(Dataset records begins)
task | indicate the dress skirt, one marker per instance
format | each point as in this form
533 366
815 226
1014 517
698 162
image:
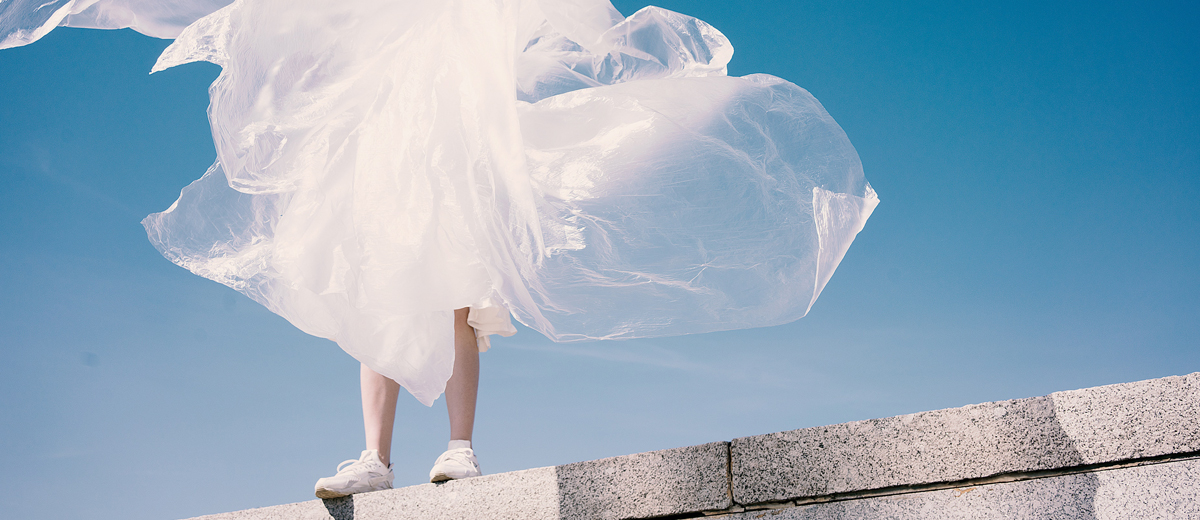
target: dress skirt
383 162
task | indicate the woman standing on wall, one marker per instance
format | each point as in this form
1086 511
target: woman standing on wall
400 177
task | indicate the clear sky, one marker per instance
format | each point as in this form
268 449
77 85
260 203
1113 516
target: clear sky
1038 165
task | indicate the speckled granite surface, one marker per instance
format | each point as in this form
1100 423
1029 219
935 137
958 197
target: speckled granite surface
1145 492
641 485
1065 429
1036 438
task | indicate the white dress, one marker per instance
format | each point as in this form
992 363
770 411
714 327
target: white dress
383 162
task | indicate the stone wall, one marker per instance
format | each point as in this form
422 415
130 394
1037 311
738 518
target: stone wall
1123 450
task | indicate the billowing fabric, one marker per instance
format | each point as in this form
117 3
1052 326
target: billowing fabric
23 22
383 162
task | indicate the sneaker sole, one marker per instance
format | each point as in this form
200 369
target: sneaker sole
324 494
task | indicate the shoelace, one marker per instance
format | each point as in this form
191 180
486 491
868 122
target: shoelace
461 455
347 465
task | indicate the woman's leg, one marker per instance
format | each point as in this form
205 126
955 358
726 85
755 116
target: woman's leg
463 384
379 395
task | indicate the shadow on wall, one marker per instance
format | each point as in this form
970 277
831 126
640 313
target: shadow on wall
340 508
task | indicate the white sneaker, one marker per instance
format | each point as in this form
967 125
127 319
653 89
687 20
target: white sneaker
357 476
455 464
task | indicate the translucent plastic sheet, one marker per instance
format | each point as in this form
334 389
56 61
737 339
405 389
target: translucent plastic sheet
382 163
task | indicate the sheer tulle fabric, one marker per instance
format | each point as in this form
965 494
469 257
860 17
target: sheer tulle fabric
381 163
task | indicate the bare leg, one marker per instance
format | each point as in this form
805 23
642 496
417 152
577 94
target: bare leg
463 384
379 395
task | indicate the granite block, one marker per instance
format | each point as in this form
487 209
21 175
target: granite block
1066 429
647 484
1161 491
529 494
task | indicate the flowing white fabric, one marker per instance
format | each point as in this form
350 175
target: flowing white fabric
383 162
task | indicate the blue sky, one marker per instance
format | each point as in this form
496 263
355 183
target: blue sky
1038 166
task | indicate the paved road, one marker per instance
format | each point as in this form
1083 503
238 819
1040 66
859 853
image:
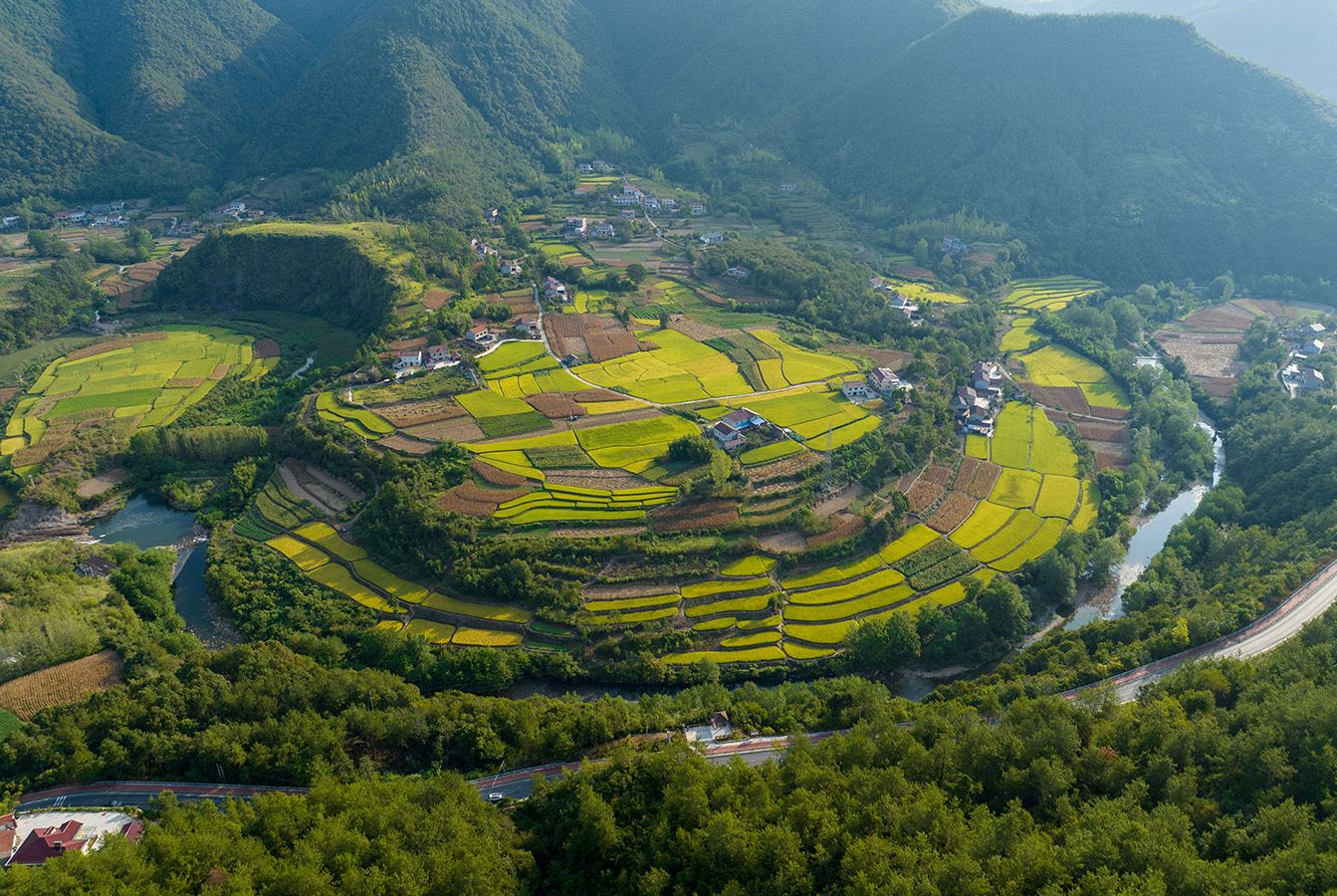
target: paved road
519 784
1267 631
136 793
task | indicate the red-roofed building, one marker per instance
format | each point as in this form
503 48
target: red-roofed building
49 842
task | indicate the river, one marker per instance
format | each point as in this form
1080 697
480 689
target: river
1150 538
147 525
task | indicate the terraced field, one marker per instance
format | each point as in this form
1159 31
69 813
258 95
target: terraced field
1048 293
1035 499
131 382
323 556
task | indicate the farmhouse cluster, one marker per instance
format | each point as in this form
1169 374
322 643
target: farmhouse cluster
978 403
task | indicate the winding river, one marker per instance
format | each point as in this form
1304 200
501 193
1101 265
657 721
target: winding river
147 525
1150 538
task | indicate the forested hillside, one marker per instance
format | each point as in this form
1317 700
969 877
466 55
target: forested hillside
1293 38
1119 146
1053 124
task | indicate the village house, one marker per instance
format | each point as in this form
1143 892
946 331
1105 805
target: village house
1302 378
437 354
96 567
728 437
1310 349
857 390
47 842
554 288
989 378
885 381
408 360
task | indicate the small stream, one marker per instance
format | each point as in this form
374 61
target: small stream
147 525
1150 538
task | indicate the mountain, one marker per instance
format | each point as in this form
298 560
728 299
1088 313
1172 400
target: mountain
471 98
1122 146
1293 38
1053 124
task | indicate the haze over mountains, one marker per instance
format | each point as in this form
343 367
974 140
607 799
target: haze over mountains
1126 147
1289 36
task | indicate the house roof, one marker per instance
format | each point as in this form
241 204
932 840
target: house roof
49 842
98 564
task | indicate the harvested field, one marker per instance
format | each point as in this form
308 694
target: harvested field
495 476
457 429
265 347
61 685
952 513
1070 400
845 526
410 413
938 474
1224 319
436 299
782 468
405 445
475 501
611 479
556 405
694 517
1217 386
1204 355
1092 431
111 345
519 304
923 494
102 484
599 338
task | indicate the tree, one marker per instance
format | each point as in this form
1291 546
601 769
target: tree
883 645
921 253
689 450
47 244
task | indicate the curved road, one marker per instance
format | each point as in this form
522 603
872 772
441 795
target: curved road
1265 633
1270 630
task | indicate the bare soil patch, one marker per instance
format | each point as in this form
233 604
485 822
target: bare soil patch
435 299
496 476
694 517
410 413
102 483
453 429
556 405
952 513
265 347
61 685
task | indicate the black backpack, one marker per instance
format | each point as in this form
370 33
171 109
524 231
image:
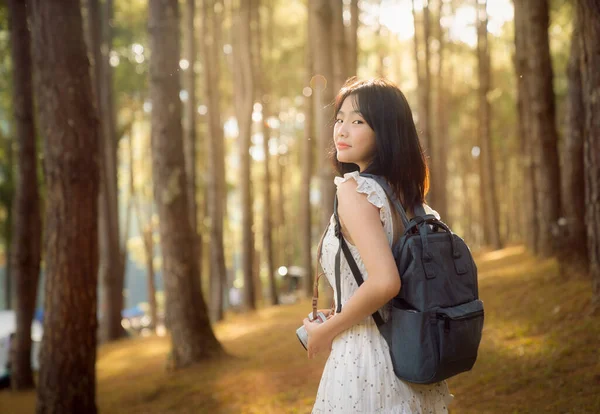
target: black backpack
436 320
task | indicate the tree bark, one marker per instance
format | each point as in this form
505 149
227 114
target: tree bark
486 160
442 130
339 50
27 222
7 192
543 128
68 119
307 167
112 254
189 141
573 249
244 93
323 92
588 13
352 40
528 218
265 96
147 231
423 70
216 157
191 334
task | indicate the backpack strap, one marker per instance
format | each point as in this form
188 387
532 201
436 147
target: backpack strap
351 263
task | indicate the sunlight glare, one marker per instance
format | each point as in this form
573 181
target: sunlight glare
397 17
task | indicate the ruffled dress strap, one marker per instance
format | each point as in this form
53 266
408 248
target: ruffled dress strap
375 195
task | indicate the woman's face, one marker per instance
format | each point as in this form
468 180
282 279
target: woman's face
354 139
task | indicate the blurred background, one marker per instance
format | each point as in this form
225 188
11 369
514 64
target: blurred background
209 130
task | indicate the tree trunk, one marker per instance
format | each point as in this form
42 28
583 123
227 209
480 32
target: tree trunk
216 158
264 95
543 128
442 130
244 93
588 13
486 160
529 218
191 334
67 379
352 40
573 237
151 284
424 89
323 93
340 56
112 265
307 166
189 141
27 222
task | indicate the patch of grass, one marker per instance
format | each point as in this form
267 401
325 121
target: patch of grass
539 353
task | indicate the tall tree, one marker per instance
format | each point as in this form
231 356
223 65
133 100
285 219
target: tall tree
352 39
442 118
543 127
192 337
243 99
423 69
323 88
486 160
307 165
216 155
189 140
588 13
574 251
146 227
7 189
67 379
112 248
27 222
339 50
529 217
265 96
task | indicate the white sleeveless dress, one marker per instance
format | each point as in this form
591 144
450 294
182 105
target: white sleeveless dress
358 376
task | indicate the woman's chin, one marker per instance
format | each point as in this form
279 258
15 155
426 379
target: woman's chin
342 158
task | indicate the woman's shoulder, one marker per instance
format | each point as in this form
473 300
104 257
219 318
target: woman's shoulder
354 182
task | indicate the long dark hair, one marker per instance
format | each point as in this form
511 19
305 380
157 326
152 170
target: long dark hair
398 155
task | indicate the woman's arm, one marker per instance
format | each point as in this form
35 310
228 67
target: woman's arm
361 221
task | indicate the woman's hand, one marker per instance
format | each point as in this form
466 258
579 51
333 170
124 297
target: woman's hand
327 312
319 337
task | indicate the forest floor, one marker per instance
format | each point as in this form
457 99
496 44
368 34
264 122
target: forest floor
539 354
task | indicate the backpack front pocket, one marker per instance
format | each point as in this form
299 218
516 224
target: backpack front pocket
413 347
459 332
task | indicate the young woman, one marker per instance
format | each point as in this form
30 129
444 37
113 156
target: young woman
373 133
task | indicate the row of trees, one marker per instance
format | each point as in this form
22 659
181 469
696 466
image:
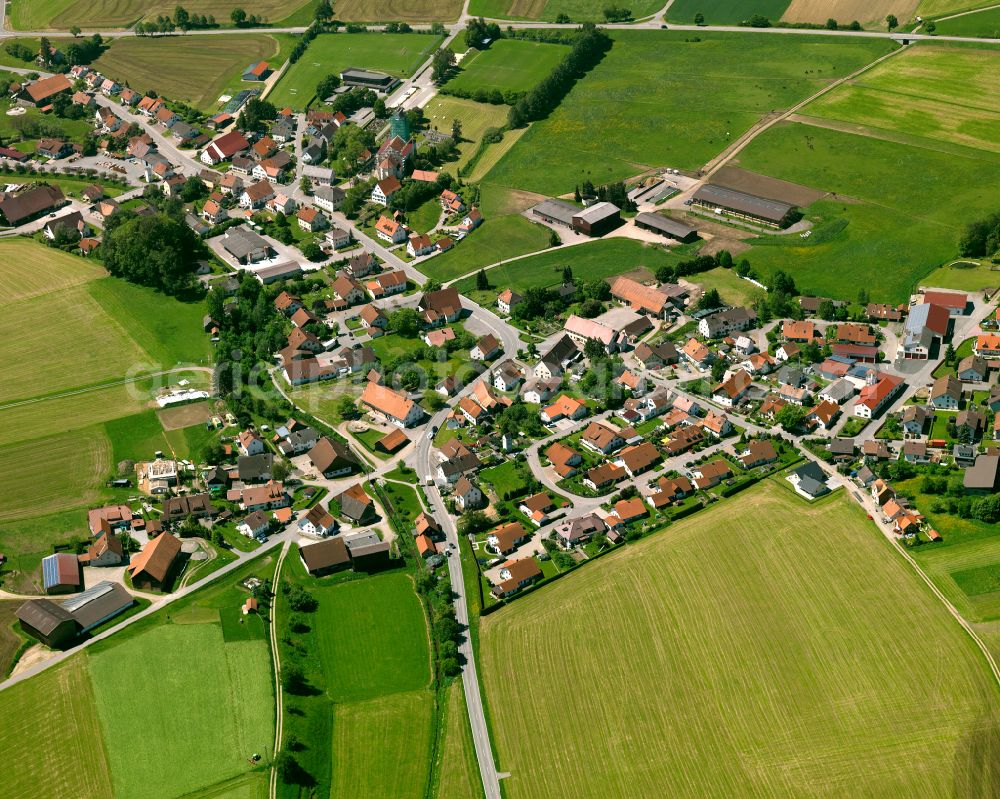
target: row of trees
981 238
588 49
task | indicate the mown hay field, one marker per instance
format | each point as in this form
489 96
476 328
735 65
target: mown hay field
381 746
195 69
103 14
647 103
760 648
887 227
515 65
944 93
50 739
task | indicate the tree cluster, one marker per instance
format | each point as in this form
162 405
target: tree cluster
588 49
160 251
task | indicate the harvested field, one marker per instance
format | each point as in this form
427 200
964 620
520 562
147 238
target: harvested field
185 415
70 465
764 186
27 270
397 765
937 92
751 659
195 69
50 740
870 13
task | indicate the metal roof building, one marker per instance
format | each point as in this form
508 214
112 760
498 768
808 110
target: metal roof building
98 604
772 212
665 225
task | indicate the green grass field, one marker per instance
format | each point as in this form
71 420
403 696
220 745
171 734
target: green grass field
645 104
592 261
367 662
749 651
192 68
506 479
226 705
515 65
103 14
50 740
381 745
982 23
372 636
935 92
496 239
458 774
964 278
891 216
549 10
395 53
474 117
725 12
398 11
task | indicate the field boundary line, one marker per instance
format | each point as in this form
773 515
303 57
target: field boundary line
966 13
279 709
741 143
952 610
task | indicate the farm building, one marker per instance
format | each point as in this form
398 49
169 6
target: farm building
50 623
671 228
368 79
61 574
98 604
325 557
154 566
598 219
773 213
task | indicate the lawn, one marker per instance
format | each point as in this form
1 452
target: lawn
748 639
103 14
497 239
458 771
725 12
592 261
508 65
192 68
381 746
965 276
888 228
475 118
50 739
935 92
404 501
645 104
984 23
398 54
225 707
507 480
425 217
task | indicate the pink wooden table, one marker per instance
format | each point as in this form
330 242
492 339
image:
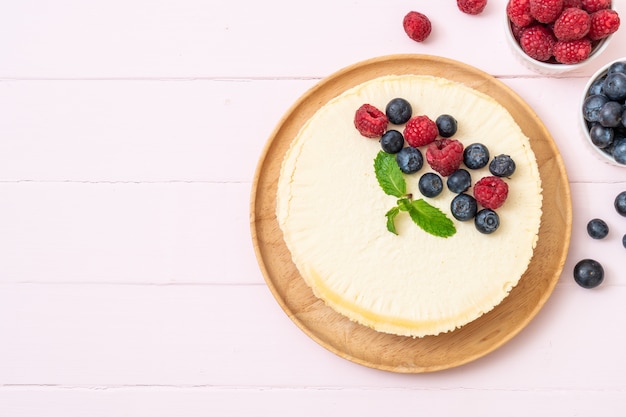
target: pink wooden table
129 136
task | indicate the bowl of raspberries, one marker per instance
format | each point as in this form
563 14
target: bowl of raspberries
603 112
556 36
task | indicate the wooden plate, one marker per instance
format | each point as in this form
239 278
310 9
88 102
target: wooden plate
361 344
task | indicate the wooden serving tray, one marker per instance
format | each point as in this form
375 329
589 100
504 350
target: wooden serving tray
361 344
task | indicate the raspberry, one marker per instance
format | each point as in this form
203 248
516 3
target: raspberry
572 52
518 12
417 26
370 122
546 11
572 24
471 6
594 5
603 23
538 42
445 156
491 192
420 131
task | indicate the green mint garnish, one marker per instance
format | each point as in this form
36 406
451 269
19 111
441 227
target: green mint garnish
(Dataset records ends)
* [Task objective]: If the string "garnish" appears in a line of the entries, report the line.

* [Exercise answer]:
task | indicate the green mint garnish, one marker per instance
target: green mint garnish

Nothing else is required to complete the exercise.